Stored data:
[START]
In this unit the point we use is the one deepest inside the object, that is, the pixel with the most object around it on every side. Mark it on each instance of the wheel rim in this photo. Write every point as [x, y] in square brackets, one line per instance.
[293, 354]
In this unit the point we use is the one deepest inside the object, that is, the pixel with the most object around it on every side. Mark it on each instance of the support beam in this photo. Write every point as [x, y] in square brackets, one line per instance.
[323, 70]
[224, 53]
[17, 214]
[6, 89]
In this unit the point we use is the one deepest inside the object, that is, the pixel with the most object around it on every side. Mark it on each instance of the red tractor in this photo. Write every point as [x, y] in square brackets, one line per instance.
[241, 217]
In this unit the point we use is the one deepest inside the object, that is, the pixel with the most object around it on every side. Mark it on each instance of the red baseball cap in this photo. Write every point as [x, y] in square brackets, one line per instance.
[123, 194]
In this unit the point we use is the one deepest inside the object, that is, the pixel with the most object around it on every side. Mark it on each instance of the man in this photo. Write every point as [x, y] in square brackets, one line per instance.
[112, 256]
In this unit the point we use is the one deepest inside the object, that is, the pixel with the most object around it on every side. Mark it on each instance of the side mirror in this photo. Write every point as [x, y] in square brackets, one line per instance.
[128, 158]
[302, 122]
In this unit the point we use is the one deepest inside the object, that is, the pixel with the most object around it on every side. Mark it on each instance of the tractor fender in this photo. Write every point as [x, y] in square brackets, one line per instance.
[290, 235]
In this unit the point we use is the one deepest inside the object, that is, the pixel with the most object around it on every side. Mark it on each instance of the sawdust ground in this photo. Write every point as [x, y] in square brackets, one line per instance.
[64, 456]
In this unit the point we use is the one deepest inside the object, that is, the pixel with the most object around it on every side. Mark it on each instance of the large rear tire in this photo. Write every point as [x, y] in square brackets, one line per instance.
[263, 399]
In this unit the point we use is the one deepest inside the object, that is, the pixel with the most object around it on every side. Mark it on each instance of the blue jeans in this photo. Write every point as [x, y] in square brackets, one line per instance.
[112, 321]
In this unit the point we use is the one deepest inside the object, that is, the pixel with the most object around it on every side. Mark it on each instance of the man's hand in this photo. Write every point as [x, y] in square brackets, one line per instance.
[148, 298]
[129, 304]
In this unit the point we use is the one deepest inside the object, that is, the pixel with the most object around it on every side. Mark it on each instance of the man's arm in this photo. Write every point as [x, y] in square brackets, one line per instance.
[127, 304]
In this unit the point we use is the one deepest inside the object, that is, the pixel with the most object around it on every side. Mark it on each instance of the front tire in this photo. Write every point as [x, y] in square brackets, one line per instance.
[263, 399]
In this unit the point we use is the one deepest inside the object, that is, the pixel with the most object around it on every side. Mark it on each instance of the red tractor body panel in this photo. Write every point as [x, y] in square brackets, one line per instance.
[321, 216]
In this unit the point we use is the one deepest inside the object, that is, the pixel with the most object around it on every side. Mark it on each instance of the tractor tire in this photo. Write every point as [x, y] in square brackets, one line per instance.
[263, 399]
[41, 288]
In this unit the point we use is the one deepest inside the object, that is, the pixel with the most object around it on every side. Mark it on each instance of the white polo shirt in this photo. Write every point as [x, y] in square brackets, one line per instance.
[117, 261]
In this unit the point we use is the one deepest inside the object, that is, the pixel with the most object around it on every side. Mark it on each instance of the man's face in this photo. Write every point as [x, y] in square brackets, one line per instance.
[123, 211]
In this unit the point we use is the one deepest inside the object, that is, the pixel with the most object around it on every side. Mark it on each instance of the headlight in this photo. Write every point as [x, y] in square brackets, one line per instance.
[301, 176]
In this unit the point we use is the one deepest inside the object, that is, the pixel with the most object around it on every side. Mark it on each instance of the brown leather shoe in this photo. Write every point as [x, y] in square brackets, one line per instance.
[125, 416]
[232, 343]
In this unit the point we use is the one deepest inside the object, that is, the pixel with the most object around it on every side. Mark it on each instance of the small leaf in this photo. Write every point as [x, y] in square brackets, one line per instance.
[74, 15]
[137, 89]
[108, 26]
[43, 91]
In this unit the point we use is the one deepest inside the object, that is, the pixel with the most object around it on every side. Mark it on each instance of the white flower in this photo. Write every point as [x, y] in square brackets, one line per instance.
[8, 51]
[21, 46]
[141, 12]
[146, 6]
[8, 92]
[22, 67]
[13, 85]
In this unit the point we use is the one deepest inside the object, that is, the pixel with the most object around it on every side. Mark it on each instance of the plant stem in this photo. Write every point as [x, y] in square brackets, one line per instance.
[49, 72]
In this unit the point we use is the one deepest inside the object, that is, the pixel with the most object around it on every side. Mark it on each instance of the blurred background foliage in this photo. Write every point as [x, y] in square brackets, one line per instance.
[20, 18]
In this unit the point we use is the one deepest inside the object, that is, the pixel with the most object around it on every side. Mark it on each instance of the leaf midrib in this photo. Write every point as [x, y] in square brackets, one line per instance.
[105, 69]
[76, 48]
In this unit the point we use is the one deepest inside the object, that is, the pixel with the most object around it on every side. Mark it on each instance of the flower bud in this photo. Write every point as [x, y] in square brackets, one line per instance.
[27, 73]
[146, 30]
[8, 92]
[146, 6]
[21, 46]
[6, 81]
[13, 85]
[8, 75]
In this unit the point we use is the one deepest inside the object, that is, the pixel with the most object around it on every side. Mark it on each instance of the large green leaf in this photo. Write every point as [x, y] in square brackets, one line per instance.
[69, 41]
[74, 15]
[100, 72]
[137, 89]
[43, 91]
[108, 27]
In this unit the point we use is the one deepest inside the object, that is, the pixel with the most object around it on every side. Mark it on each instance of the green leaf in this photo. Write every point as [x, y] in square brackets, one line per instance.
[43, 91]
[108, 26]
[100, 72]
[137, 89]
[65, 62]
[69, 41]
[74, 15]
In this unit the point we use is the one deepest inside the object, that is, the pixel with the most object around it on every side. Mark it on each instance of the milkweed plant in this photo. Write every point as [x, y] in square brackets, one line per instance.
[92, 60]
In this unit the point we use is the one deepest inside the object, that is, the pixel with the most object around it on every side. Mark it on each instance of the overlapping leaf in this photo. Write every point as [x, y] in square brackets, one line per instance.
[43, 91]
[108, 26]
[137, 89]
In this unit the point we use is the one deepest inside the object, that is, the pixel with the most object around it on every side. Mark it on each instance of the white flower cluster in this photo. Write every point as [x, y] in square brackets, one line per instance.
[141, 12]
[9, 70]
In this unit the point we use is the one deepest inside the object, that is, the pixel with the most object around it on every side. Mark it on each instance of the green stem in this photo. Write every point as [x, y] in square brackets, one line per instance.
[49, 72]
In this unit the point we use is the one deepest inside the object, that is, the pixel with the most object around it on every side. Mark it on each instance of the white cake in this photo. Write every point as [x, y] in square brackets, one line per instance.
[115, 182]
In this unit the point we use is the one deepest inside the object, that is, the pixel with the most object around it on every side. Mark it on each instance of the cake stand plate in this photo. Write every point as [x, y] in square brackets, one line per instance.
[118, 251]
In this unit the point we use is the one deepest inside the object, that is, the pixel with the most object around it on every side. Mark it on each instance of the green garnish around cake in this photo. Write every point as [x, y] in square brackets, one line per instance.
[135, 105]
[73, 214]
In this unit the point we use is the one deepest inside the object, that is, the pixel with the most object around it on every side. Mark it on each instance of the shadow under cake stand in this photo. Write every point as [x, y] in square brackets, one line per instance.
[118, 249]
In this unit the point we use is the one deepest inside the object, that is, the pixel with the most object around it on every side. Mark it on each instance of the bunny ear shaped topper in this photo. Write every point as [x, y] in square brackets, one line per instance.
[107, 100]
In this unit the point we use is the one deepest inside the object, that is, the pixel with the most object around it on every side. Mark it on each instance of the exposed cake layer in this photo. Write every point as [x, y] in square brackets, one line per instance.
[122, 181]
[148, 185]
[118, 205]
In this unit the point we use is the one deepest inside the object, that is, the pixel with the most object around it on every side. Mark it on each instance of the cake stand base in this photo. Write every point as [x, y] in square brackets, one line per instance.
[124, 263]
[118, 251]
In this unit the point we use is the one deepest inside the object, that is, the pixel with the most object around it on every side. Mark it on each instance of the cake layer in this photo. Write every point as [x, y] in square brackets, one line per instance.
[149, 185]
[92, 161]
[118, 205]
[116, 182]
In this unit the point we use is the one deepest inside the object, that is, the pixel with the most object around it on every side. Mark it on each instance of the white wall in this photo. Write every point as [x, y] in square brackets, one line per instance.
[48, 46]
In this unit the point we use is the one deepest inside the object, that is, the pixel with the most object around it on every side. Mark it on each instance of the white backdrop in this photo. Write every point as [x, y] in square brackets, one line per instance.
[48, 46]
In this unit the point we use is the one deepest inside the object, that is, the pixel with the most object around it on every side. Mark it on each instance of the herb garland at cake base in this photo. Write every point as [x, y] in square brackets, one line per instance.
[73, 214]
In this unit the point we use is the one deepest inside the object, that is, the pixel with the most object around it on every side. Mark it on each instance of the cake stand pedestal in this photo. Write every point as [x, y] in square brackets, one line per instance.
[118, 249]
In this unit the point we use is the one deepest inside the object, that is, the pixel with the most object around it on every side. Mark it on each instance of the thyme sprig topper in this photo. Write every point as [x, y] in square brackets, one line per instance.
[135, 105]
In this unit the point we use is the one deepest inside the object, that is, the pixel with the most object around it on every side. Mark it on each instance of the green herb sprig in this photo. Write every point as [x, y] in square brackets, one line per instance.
[END]
TASK REQUIREMENTS
Reproduce the material word for word, beginning with the line that contains "cake stand pedestal" and continuing through the last line of the material.

OUTPUT BELOW
In this unit the point we use is the one deepest inside the object, that is, the pixel with the most object around it on every side. Mark it on each instance of the cake stand pedestal in this photo. Write every point as [x, y] in square brackets, one line per instance.
[118, 249]
In this unit the point we use is the one deepest inside the object, that is, the pixel with the most object around it on every side. Mark it on each instance of the thyme sprig topper in this photo. Write every point as [x, y] in square brackets, one line per instance.
[135, 105]
In this unit the point we use is the one deepest inside the object, that is, the pixel with the most object around it on every side. Mark it on each instance of the green herb sprig in this photo. Write every point as [x, y] in square brackets, one line per instance.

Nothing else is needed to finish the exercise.